Task objective:
In the forum thread below, what does the poster fear might happen with the suggested hash table method?

Supplied passage:

Reputation: 841
I have a dataset with the reappearance of chunks of data in identical length groups of observations, such as:
data have;
input name $ identifier ;
cards;
mary 1
mary 2
mary 2
mary 4
mary 5
mary 7
mary 6
adam 2
adam 3
adam 3
adam 7
/*remove*/
mary 1
mary 2
mary 2
mary 4
mary 5
mary 7
mary 6
/*remove*/
adam 8
mary 1
mary 2
mary 3
mary 4
mary 5
mary 7
mary 6
adam 9
mary 1
mary 2
mary 3
;
I'm hoping to remove the chunk of reappearance of mary marked by /remove/ with ordered identifier. The outcome should be like the following:
mary 1
mary 2
mary 4
mary 5
mary 6
mary 7
adam 2
adam 3
adam 7
adam 8
mary 1
mary 2
mary 3
mary 4
mary 5
mary 6
mary 7
adam 9
mary 1
mary 2
mary 3
Thank you for any help! Someone suggested a method by Hash table, but I suspect that I may not have enough memory to process the code. Could this be done by datasteps or proc sql?
Upvotes: 0
Views: 110
Reputation: 51566
If the maximum number of records per group is small enough then here is method you could use that builds a string with the list of identifiers in the group and uses it as one of the keys in the HASH.

Stored rows:
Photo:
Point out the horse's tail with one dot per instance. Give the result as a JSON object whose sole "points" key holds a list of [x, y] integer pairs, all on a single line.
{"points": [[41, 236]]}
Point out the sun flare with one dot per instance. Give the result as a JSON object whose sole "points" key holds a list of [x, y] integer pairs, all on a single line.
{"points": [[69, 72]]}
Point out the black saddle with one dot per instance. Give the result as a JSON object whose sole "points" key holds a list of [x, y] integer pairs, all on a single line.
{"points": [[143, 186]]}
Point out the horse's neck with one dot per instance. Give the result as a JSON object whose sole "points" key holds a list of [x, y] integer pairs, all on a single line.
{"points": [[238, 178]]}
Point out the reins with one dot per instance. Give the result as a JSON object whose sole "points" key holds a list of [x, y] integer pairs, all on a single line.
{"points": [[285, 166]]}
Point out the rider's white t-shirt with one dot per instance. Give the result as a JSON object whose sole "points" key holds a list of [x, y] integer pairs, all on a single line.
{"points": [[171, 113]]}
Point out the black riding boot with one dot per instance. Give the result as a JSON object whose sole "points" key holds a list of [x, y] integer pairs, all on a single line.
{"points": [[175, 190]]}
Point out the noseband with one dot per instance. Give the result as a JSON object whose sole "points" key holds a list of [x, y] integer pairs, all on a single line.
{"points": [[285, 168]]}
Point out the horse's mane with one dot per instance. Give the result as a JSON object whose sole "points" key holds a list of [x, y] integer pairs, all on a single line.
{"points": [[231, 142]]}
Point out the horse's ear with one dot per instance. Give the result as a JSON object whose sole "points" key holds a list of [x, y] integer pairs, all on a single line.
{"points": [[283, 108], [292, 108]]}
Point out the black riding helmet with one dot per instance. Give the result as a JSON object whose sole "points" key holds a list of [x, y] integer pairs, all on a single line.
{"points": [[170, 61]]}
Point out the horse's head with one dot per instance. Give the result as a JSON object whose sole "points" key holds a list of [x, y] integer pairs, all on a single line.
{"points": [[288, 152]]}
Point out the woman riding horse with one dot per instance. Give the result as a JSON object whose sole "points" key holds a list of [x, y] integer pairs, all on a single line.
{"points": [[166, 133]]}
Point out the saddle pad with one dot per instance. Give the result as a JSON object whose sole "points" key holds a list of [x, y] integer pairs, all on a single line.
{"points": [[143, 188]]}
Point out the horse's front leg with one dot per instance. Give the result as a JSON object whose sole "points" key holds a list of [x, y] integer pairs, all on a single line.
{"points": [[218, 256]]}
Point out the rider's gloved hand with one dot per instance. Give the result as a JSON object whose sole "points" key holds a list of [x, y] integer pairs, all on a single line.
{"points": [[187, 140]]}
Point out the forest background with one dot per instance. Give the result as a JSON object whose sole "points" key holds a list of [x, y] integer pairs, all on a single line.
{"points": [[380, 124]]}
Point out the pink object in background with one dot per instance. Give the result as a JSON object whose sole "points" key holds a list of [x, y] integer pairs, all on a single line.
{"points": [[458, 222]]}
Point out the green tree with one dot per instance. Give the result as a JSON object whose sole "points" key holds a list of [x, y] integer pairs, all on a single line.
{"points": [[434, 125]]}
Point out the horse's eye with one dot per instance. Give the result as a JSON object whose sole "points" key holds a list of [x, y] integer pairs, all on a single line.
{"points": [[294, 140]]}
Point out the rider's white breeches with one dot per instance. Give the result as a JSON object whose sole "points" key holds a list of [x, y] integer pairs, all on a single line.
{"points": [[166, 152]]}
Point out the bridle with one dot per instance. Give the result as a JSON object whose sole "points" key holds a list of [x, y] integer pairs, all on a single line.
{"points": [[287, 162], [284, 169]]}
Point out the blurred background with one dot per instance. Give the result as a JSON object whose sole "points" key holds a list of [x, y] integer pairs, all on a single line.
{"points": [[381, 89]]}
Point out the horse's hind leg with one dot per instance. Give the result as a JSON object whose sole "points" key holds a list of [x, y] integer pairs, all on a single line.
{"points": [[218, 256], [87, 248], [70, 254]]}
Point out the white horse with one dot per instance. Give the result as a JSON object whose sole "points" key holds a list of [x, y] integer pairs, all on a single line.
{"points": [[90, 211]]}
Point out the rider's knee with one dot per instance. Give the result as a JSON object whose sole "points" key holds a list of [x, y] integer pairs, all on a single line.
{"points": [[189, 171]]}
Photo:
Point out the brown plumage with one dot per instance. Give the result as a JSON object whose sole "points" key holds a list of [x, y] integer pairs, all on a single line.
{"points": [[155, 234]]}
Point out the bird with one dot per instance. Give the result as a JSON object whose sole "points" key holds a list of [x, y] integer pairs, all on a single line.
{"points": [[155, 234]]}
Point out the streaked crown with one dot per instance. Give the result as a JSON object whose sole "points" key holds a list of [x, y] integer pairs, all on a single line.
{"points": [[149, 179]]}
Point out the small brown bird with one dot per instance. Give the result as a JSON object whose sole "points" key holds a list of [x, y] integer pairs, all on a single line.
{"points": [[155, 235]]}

The output:
The poster suspects there may not be enough memory to process the code.